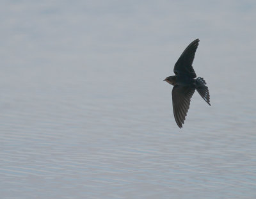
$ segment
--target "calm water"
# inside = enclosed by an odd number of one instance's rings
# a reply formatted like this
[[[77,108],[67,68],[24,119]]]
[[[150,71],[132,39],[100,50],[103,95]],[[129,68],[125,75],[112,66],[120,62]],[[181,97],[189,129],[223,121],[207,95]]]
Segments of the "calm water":
[[[1,198],[256,197],[255,6],[4,2]],[[212,106],[195,93],[179,129],[162,80],[197,37]]]

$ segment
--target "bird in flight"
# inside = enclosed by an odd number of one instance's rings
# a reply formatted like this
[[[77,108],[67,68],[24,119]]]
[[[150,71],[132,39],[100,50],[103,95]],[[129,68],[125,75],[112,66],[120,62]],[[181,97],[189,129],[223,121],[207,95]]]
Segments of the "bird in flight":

··········

## TASK GOAL
Reproduce all of the data above with "calm water" swapped for "still water" and nothing else altered. Leave the pictures out.

## OUTPUT
$ segment
--target "still water"
# inside = enclosed by an odd number of one instance's rings
# a reply formatted like this
[[[77,108],[67,68],[24,119]]]
[[[150,71],[132,39],[100,50],[103,95]],[[129,68],[125,75],[112,66],[120,62]],[[181,97],[189,129],[223,121],[207,95]]]
Segments of the "still water":
[[[1,198],[256,197],[255,6],[4,2]],[[212,106],[195,93],[179,129],[162,80],[197,37]]]

$ segment
--target "bird in flight"
# inside = enclosed by an odd number of one instance's rings
# a reply formatted like this
[[[77,108],[67,68],[24,119]]]
[[[150,71],[132,39],[100,50],[103,95]],[[129,68],[125,75],[112,66],[120,62]],[[181,97],[189,129],[223,121],[207,95]]]
Segments of the "bird in flight":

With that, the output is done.